Provided data:
-- start --
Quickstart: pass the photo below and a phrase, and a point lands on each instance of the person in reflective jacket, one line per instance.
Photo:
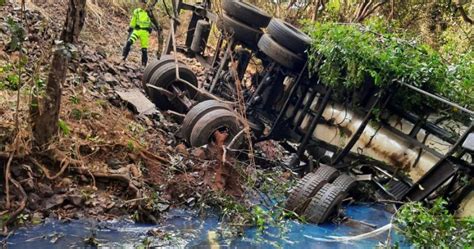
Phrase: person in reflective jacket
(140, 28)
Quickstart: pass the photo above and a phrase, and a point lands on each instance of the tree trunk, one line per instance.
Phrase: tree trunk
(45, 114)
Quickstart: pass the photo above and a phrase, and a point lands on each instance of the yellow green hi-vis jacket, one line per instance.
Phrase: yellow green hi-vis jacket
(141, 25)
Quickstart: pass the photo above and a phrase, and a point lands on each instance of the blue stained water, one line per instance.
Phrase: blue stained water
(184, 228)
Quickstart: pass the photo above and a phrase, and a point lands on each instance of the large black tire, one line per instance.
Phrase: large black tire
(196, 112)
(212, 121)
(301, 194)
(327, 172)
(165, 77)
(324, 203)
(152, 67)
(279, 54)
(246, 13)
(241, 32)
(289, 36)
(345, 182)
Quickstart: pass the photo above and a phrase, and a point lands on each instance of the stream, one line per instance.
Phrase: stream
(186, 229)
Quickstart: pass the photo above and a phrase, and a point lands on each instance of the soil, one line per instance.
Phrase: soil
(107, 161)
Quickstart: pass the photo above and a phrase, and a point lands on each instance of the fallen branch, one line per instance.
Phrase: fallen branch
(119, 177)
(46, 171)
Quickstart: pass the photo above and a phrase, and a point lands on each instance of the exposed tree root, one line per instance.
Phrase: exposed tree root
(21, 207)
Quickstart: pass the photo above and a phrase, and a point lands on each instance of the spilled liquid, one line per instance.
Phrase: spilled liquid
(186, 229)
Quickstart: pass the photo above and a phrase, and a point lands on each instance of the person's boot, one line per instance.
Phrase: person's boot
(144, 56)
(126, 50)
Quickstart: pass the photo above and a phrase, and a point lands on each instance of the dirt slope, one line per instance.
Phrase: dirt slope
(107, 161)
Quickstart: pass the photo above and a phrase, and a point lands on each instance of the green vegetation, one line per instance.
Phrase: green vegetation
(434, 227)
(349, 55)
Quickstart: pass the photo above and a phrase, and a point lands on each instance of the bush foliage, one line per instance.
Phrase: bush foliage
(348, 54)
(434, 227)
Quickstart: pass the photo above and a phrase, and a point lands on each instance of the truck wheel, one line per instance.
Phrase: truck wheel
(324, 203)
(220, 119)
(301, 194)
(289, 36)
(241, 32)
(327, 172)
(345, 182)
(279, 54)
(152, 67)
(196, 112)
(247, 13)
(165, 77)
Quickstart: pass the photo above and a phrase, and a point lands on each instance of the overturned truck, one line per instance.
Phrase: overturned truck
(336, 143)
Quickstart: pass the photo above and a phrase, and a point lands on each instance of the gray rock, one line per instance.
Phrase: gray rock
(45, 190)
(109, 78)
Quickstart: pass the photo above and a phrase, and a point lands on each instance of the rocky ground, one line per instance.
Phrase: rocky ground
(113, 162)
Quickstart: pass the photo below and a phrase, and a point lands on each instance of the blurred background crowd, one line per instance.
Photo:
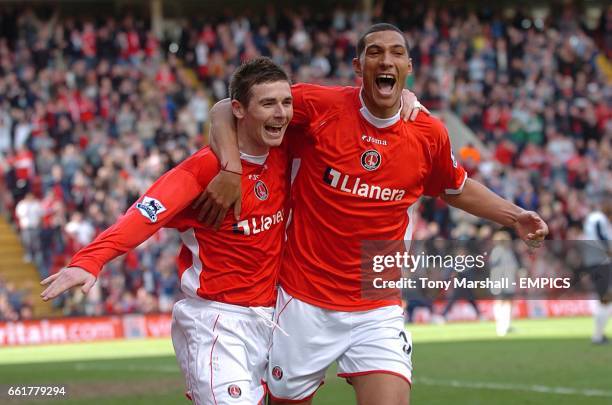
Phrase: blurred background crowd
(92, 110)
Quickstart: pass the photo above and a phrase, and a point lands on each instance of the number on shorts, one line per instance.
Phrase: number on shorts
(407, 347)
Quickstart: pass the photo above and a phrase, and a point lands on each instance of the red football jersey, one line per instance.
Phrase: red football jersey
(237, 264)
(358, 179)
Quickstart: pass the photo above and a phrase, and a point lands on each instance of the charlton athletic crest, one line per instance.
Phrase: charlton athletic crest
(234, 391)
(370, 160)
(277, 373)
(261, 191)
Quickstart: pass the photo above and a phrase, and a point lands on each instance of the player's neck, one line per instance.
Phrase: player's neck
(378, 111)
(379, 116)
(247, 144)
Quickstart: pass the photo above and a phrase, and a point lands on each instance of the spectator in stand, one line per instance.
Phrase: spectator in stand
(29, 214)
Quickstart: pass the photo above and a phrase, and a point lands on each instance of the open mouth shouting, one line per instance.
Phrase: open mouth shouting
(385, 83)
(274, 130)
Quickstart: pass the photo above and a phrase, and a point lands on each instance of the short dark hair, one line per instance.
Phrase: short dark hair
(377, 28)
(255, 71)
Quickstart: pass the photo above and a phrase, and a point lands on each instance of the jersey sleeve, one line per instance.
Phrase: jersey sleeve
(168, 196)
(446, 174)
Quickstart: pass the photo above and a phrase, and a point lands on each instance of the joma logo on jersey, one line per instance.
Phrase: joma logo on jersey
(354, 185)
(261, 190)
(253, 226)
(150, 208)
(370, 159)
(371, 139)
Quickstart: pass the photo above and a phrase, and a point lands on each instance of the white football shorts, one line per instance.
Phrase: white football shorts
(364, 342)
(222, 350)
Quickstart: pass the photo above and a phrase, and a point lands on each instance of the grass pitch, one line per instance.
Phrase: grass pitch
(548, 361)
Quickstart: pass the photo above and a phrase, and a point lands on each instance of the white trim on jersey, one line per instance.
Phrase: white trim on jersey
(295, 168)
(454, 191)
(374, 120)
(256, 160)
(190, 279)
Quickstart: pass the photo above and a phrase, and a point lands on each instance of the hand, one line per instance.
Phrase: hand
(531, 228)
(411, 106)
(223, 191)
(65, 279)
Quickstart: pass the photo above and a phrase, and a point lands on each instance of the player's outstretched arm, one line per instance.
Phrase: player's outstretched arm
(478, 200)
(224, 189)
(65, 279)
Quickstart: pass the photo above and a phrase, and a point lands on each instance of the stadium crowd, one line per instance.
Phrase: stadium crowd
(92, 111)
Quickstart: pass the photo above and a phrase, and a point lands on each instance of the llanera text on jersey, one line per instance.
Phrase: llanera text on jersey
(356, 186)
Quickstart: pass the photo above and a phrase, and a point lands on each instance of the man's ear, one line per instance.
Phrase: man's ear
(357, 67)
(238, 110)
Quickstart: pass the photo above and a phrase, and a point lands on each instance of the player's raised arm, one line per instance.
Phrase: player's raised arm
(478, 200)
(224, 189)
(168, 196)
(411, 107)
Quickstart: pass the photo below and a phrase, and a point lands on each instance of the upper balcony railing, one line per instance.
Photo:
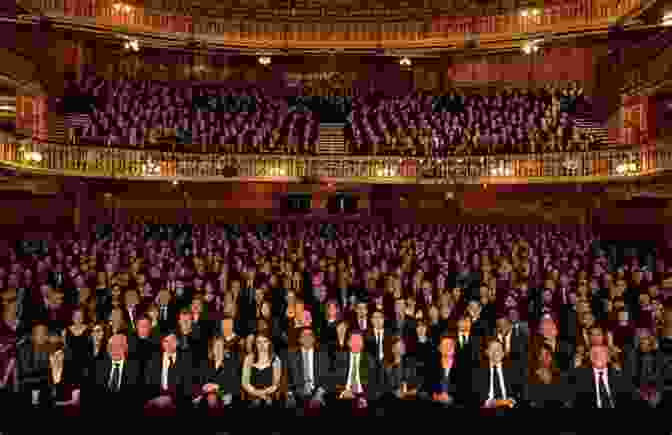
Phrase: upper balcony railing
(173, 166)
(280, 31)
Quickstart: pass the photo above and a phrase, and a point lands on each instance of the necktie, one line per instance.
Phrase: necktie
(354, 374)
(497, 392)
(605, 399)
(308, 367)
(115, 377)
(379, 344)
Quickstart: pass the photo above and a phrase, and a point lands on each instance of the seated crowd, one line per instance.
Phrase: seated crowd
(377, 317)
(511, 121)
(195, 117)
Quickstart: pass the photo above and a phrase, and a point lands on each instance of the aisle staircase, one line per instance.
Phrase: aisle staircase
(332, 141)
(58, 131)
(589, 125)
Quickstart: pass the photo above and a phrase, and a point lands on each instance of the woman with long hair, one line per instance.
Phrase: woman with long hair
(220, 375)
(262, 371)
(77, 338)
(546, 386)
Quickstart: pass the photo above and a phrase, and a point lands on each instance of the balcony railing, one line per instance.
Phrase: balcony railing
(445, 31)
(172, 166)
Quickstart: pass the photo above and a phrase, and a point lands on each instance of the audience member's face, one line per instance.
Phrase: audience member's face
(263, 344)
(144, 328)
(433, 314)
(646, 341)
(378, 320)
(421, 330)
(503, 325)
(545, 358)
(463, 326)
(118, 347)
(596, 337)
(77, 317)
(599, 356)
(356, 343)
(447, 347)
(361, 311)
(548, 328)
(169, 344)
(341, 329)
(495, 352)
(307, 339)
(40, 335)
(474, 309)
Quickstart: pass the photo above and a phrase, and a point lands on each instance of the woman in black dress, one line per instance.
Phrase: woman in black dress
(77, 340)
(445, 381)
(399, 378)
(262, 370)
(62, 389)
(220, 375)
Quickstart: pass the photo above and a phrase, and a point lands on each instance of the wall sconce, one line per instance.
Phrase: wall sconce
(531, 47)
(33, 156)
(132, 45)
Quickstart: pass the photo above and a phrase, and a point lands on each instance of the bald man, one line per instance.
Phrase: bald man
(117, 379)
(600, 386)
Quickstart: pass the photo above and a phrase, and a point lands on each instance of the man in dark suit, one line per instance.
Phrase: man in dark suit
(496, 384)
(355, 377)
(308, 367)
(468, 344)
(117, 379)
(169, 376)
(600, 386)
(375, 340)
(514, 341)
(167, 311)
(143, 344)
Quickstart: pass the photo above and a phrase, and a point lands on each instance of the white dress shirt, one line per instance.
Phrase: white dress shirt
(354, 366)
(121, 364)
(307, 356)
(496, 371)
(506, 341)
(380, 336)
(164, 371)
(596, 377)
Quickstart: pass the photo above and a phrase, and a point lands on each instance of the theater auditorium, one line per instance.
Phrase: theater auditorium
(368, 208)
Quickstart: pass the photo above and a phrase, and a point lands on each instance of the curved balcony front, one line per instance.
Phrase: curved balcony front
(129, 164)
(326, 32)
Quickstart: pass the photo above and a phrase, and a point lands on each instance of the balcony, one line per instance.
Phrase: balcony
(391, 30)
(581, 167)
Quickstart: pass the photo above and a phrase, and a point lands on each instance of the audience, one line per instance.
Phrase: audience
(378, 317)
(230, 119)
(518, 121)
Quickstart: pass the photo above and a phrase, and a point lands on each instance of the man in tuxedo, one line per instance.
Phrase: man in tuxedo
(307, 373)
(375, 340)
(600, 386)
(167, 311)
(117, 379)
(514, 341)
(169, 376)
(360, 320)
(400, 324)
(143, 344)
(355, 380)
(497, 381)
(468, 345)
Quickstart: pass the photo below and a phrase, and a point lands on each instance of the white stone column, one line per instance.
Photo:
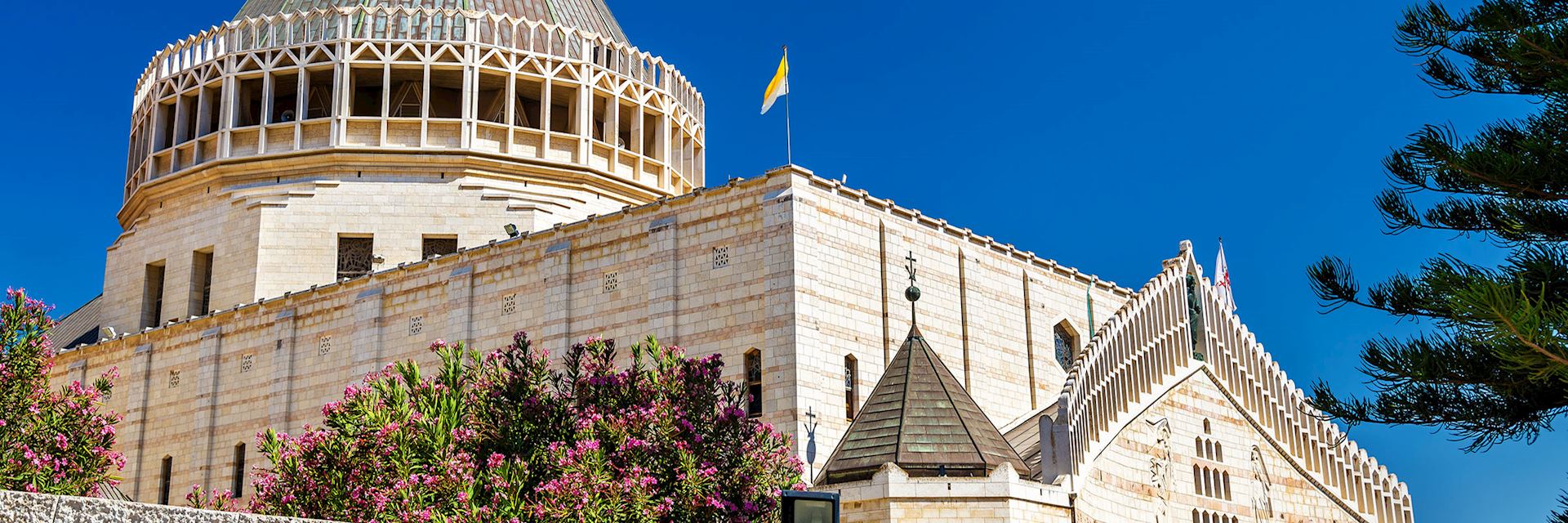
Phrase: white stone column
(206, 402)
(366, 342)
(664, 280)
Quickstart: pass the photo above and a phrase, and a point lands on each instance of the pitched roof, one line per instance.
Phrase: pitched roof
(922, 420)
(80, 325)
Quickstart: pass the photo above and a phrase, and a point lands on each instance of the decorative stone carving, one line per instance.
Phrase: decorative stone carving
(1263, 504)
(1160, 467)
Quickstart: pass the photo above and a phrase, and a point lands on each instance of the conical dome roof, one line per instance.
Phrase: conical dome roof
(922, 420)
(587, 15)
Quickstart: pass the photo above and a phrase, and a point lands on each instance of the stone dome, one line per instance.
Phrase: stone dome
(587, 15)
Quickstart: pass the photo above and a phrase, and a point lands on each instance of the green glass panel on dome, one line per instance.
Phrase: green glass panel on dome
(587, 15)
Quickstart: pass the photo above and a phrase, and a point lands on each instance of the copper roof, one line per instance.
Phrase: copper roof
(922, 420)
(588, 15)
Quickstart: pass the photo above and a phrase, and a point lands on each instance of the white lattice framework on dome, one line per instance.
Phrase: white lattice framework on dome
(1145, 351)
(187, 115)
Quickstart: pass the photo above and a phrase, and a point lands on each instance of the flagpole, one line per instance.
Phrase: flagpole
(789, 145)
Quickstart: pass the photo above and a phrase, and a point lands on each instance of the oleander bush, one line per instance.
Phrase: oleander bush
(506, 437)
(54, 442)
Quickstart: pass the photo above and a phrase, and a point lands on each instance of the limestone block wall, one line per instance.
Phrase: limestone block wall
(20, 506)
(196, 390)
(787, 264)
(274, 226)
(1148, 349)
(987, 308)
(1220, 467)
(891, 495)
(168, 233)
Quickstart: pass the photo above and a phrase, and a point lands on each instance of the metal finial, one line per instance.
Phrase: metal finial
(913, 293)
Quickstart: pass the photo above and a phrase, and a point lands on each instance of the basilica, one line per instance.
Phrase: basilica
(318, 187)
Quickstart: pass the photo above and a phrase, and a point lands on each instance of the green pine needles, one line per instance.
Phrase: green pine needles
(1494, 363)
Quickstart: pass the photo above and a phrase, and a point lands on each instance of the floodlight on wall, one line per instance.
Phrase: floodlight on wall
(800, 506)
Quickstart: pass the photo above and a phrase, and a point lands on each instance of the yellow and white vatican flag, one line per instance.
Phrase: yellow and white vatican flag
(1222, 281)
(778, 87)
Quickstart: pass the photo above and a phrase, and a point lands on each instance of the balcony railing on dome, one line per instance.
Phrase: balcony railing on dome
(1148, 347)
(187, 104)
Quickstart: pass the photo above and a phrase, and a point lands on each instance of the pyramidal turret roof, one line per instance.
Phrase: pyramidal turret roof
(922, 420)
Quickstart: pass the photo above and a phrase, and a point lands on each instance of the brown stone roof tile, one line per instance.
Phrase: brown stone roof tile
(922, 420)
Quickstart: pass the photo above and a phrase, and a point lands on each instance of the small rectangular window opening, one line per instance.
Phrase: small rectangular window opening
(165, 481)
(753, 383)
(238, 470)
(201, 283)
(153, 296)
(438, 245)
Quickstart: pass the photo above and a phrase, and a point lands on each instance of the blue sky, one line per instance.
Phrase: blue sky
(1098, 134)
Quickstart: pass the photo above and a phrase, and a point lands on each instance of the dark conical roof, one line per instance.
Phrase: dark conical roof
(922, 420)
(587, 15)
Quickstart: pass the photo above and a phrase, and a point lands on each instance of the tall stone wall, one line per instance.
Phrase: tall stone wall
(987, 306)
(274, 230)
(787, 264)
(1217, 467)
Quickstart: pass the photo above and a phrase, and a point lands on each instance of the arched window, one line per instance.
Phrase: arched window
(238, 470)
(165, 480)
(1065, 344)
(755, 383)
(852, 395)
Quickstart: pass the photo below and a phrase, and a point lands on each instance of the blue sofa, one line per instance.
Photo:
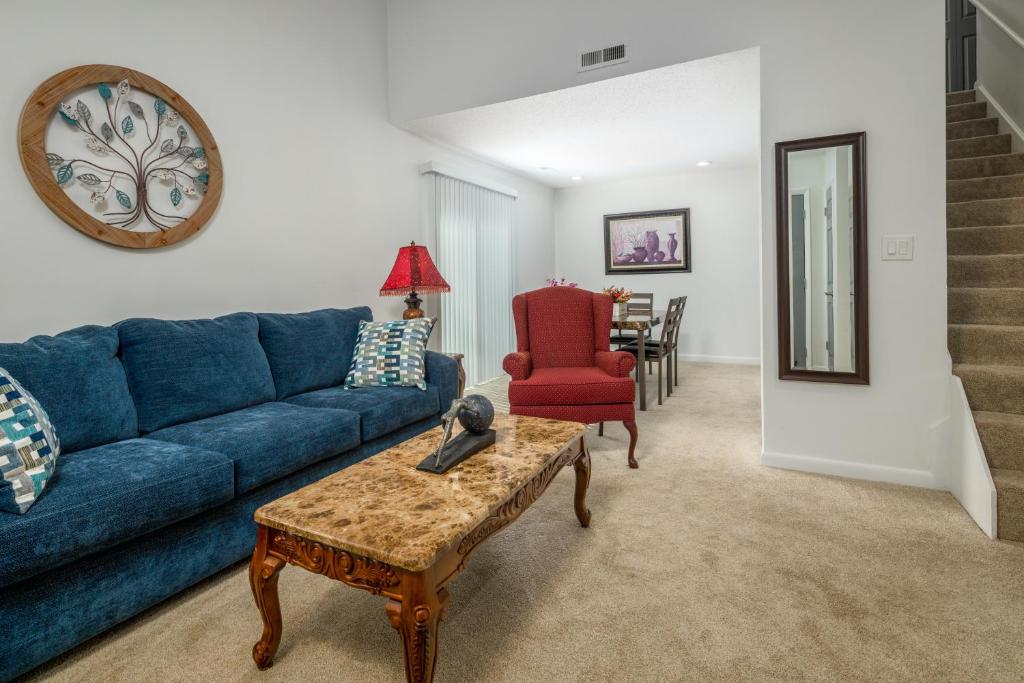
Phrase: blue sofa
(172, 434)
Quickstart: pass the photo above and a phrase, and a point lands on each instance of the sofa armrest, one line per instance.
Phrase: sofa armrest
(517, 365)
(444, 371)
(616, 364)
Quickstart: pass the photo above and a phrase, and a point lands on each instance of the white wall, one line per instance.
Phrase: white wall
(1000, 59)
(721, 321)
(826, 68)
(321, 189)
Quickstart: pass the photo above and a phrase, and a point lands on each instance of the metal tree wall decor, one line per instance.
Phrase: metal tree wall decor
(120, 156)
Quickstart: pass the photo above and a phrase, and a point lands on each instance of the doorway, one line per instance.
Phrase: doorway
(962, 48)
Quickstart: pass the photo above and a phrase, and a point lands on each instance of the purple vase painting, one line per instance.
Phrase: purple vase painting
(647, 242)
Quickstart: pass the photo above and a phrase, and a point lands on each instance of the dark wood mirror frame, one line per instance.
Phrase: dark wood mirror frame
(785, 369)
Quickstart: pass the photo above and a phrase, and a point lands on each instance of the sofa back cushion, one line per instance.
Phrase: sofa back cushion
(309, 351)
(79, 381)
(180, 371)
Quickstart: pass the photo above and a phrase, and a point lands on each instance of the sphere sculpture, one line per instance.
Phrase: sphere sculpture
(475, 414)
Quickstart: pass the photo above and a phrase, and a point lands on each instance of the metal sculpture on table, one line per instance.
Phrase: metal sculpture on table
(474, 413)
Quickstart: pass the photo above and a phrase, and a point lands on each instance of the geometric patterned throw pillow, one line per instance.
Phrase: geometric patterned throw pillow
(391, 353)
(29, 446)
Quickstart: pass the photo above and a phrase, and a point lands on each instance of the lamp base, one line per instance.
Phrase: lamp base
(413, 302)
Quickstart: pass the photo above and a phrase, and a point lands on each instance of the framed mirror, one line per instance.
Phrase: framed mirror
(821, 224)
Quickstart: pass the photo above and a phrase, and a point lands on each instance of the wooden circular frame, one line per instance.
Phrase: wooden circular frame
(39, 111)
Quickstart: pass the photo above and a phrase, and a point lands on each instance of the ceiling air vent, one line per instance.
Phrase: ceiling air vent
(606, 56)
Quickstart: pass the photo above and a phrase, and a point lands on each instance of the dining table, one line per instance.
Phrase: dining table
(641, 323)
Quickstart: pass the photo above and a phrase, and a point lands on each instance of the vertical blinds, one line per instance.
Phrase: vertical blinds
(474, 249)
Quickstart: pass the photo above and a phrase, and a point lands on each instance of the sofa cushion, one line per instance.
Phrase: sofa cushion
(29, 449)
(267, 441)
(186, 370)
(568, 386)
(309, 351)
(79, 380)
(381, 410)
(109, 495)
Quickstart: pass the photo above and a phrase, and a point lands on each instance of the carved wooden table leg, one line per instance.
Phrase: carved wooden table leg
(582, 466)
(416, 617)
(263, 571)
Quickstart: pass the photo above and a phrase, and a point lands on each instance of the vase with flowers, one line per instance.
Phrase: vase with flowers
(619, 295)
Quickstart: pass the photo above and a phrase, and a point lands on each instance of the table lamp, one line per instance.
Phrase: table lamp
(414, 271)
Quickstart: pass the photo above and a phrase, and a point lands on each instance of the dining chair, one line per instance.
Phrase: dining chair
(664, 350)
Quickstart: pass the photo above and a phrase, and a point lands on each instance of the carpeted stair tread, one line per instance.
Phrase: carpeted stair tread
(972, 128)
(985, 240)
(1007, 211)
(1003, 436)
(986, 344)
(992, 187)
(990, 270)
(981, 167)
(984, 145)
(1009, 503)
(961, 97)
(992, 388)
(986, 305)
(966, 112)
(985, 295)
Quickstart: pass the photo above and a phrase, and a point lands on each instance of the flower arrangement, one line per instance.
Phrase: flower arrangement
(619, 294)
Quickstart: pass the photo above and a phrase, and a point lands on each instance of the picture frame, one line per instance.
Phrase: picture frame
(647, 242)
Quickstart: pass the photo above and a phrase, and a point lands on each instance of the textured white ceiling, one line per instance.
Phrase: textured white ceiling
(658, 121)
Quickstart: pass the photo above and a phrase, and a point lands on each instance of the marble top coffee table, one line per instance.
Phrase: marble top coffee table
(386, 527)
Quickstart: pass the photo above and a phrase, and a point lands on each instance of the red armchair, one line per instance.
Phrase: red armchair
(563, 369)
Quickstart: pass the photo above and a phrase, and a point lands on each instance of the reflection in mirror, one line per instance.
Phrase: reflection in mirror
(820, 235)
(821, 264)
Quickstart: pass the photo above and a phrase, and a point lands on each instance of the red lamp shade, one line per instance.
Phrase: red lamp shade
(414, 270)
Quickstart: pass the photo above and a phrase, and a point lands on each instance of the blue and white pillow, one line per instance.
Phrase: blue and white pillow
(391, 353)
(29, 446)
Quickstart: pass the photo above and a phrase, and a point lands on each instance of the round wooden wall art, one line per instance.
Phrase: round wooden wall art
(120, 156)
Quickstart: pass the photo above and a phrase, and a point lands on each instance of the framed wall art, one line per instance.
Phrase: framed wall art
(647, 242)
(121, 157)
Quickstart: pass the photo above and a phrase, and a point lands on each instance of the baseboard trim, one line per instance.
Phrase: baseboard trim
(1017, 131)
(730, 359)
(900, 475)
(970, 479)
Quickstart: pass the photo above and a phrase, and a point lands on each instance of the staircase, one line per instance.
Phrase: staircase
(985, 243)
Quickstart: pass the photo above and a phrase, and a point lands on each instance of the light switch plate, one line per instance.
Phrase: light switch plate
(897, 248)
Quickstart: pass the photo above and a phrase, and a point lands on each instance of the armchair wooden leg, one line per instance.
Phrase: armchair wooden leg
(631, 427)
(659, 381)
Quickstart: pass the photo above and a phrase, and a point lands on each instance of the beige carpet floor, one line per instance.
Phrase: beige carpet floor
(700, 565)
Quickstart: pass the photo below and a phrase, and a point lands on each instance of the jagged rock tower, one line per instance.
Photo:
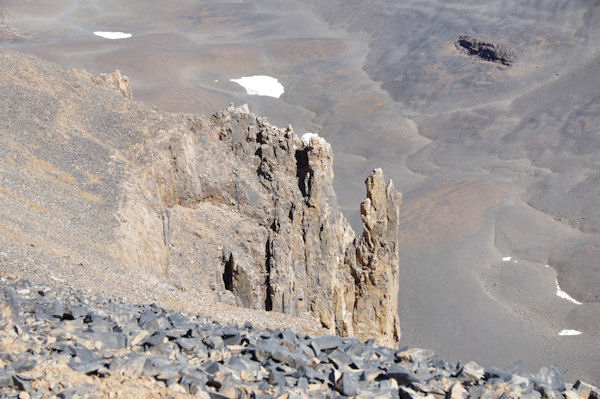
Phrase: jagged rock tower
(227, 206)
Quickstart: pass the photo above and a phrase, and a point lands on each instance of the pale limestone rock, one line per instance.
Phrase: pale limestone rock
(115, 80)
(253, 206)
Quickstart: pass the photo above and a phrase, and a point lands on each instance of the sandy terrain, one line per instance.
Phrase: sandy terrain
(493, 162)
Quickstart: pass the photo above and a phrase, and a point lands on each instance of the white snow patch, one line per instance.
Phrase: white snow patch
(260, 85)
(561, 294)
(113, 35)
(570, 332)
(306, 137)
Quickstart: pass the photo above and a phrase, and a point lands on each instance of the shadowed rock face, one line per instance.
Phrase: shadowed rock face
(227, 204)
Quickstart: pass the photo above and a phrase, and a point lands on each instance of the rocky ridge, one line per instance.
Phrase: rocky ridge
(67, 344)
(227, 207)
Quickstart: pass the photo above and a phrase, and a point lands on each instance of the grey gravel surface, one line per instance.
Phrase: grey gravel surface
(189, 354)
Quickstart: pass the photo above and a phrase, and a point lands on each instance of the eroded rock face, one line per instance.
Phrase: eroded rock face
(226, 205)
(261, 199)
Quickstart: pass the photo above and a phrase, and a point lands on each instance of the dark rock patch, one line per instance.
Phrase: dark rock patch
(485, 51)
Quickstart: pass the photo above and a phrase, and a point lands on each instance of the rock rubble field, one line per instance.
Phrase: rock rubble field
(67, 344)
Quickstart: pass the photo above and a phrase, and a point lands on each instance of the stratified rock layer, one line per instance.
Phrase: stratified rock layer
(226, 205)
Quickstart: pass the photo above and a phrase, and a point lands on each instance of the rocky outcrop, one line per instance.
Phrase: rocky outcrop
-- end --
Task details:
Scale the lines from the one holding "layer, one line per instance." through the end of the items, inclusive. Repeat each of those lines in full, with every point coordinate multiplied by 0.55 and rounded to a whole number (halves round up).

Solution to the problem:
Quickstart: pass the photo above and a phrase, and a point lands on each instance of the stratified rock layer, one line per instance.
Phrase: stratified rock layer
(124, 113)
Quickstart: pass the photo above and a phrase, and a point lands on each instance of the rocky outcrop, one line per instance.
Phrase: rocky outcrop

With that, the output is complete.